Return the material below line for line, changing nothing.

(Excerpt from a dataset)
+ + + + +
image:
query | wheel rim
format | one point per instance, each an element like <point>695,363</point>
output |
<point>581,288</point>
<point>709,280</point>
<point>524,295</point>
+ + + + +
**Exercise solution**
image:
query | wheel rim
format | one point per instance, each an element like <point>695,363</point>
output |
<point>581,288</point>
<point>709,280</point>
<point>524,295</point>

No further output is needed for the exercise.